LIST OF TASKS
(A) Transcribe everything in the piece on the film Yesterday from "How this happened" down to "about their theories.".
(B) Answer these questions from the piece on the film Yesterday:
(i) Who directed the film?
(ii) Where did the two Carleton students hold their late-night debates?
(iii) What slams into Jack during the worldwide power outage?

Yesterday, the Beatles looked as though they were here to stay. But now, at least in Danny Boyle’s new film, Yesterday, they’re nowhere to be seen. When Jack Malik (Himesh Patel) wakes up in the hospital after a nasty bike collision, no one around him had heard of “Strawberry Fields” or had any idea what Mother Mary said to Paul McCartney in his darkest hour. 

How this happened has captured the minds of two procrastinating Carleton students for months now, and despite their late-night debates in Sayles, they still don’t really have any idea what’s going on. So what did they do? Well, their few remaining friends got pretty tired of hearing about this movie, so the two pals decided to write a Carletonian article about their theories. 

Here’s the rundown: Jack is a struggling musician from a small English town who spends more time as the opener at children’s birthday parties than he does in sold out concert venues. One day, as he’s biking home, the power goes out. Not just the streetlights around him, or even all the power in town, but all the power in the world. In the confusion, a bus slams into him, sending Jack to the hospital and into a coma.

RECORDS SHOWN
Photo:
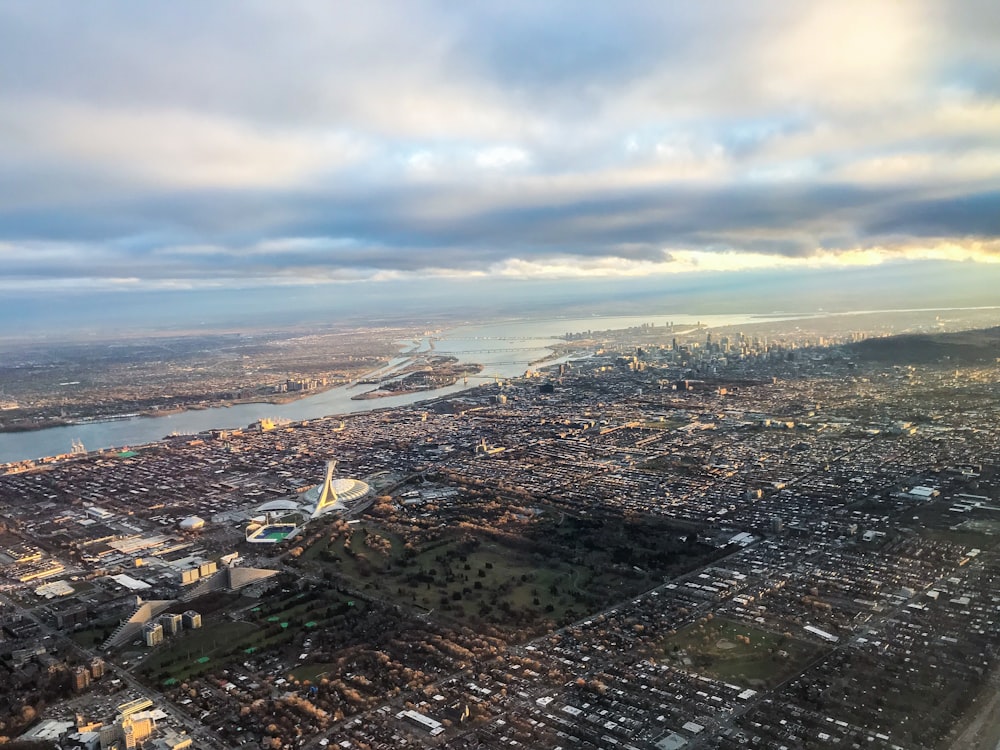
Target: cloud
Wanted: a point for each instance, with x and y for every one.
(246, 143)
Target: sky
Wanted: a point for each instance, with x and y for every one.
(367, 149)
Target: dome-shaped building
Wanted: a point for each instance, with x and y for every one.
(192, 523)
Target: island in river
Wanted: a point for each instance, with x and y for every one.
(425, 374)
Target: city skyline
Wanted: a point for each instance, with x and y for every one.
(383, 147)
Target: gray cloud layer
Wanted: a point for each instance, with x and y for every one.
(185, 143)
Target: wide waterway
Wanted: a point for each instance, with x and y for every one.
(505, 349)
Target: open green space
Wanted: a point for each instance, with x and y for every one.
(270, 625)
(738, 653)
(555, 570)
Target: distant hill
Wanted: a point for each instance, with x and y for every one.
(961, 347)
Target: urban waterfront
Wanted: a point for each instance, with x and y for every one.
(505, 349)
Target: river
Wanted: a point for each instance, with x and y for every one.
(505, 349)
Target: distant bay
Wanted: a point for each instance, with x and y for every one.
(504, 348)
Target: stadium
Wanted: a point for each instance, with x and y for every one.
(283, 518)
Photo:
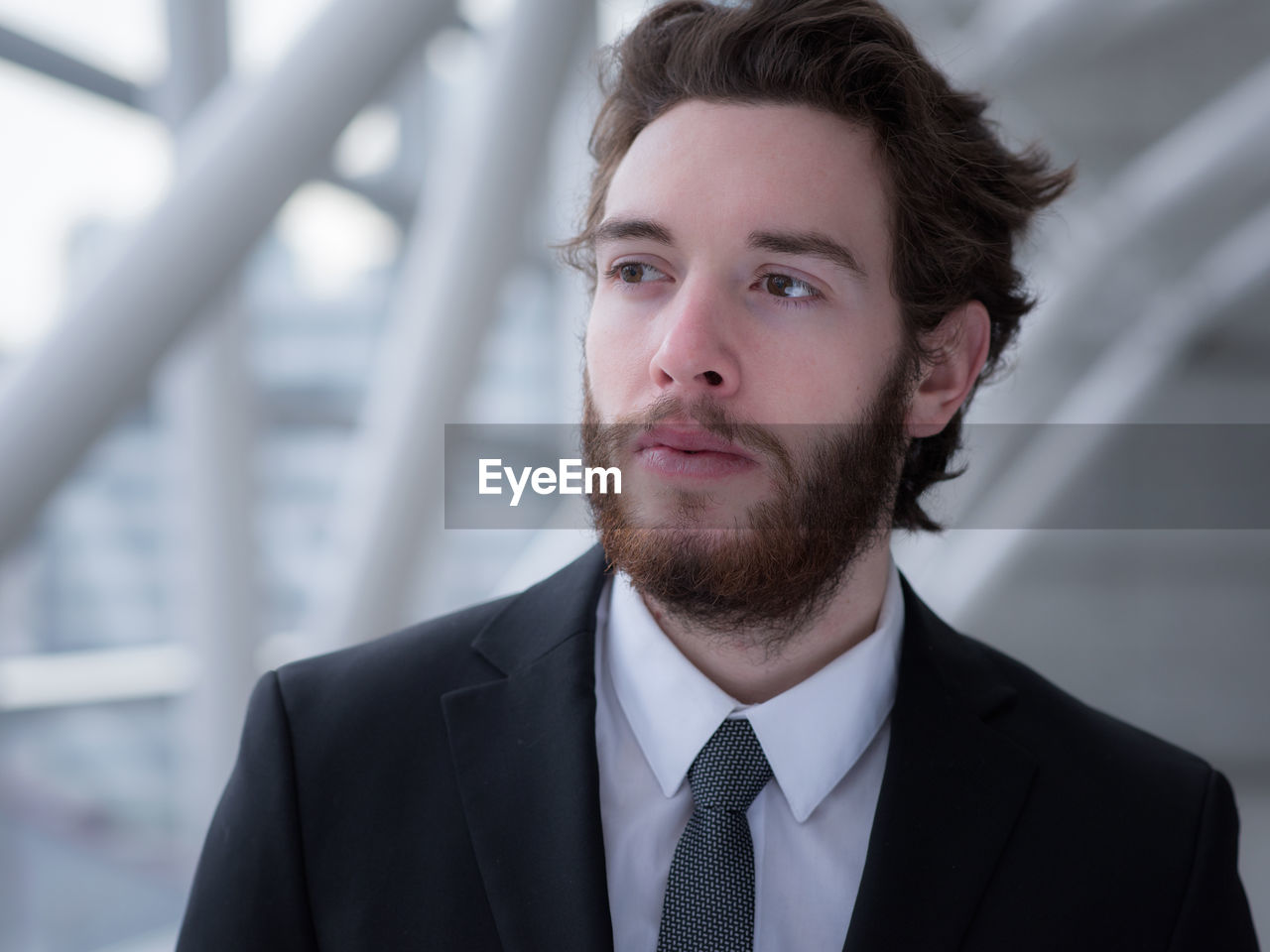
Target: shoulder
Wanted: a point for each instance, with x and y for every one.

RESPONSES TO THE TASKS
(A)
How this happened has captured the minds of two procrastinating Carleton students for months now, and despite their late-night debates in Sayles, they still don’t really have any idea what’s going on. So what did they do? Well, their few remaining friends got pretty tired of hearing about this movie, so the two pals decided to write a Carletonian article about their theories.

(B)
(i) Danny Boyle
(ii) In Sayles
(iii) A bus